C-level executives, DevOps managers, and developers all want the same thing, he said: an efficient way to ship more and better code and generate more revenue for the business. But, he noted, “they’re not talking the same language. And in the process, these large enterprises are way behind schedule on their deliverables.”

Solving the Kubernetes Day 2 Problem

“To prepare your teams and your organization for the long-term commitment of overseeing a cloud architecture built on top of Kubernetes, it’s important to understand exactly what your organization is getting into,” said Budhani.

Before you even start a cloud native project that includes operating Kubernetes, think about what your organization is trying to accomplish, he urged.

Chief information officers and other senior executives, Budhani said, “used to challenge their teams to do more, to experiment more.” Now, he said, the question should be, “Why are you experimenting with Kubernetes add-ons? Prove to me that you need to build something beyond the things that can be purchased off the shelf before you go experiment.”

What is required:
Please reproduce part of the Kubernetes text word for word, beginning at "Solving the Kubernetes" and stopping after "accomplish, he urged.".

Raw records:
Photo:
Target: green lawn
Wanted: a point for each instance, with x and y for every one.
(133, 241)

--

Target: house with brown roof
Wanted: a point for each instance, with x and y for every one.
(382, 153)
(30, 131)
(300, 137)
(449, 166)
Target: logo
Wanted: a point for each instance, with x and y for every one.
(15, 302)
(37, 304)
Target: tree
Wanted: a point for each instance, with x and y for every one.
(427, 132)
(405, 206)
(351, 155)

Exercise response:
Solving the Kubernetes Day 2 Problem

“To prepare your teams and your organization for the long-term commitment of overseeing a cloud architecture built on top of Kubernetes, it’s important to understand exactly what your organization is getting into,” said Budhani.

Before you even start a cloud native project that includes operating Kubernetes, think about what your organization is trying to accomplish, he urged.